(Document passage Opens)

Saving the world takes a little Hart and a big Johnson.

Central Intelligence (2016) on IMDb

Plot Overview

Central High School, Woodberry, MD 1996:

Boys Locker Room


Fat Robbie Weirdicht (CGI-inflated Dwayne Johnson) is singing in the shower, oblivious to his surroundings. Trouble­maker Trevor (Dylan Boyack) and his pals summarily abduct the kid (“Let's wreck him”) and deposit him naked on the floor of the all-school assembly just as black senior Calvin “The Golden Jet” Joyner—two times class president, captain of the track team, president of the drama club—is being congratulated from the stands by his pretty girl­friend Maggie Johnson on having received the award for Most Likely to Succeed. While every­one is in shock, Calvin gives Robbie his letter­man jacket to cover him­self with.

Present Day (2016)

(Document passage Closes)
(Data records Opens)

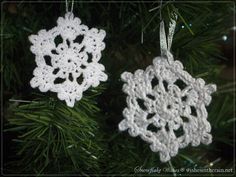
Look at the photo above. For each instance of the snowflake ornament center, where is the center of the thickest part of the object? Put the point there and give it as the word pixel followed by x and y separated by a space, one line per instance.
pixel 67 59
pixel 166 106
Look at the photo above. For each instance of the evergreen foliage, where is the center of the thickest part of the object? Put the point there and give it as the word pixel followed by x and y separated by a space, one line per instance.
pixel 44 136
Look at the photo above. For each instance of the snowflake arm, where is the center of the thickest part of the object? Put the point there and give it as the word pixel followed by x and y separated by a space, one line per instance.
pixel 68 66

(Data records Closes)

**What is being asked**. Please go on with the plot overview of Central Intelligence, starting right after its last line. The rows are separate material, not part of the movie plot overview.

**Written reply**.
Calvin Joyner (Kevin Hart) and his wife Maggie (Danielle Nicolet) having “got hitched right after high school” are now struggling with their (still childless) marriage. Calvin works as a low level accountant at Hawthorne Firm Accounting. He'd “peaked in high school” and gone down­hill from there. He gets an e-mail notice for “my twentieth high school reunion” and a Facebook ‘friend request’ from a mysterious Bob Stone (Dwayne Johnson) who turns out to be Robbie with a name change and a body-builder's physique. They go out for a drink at a white bar on ‘Macaroni Night’ where four rednecks pick a fight with the one black in the place & his imposing but outnumbered friend. Turns out “Bob” has learned some moves.

Bob has, it seems, gone rogue from the CIA. He persuades a reluctant Calvinto use his computer and his accounting skills to help him track down a mysterious ‘Black Badger’ who's stolen the US satellite encryption keys, intending to sell them to the highest bidder. CIA Agent Pamela Harris (Amy Ryan) with some heavy duty backup are pursuing the rogue agent thinking he him­self is the ‘Black Badger’. Calvin hardly knows what to think, much less how to defend him­­self, as there follows a cloak-and-dagger plot mixed in with the comedy, and all this in the looming shadow of the class reunion.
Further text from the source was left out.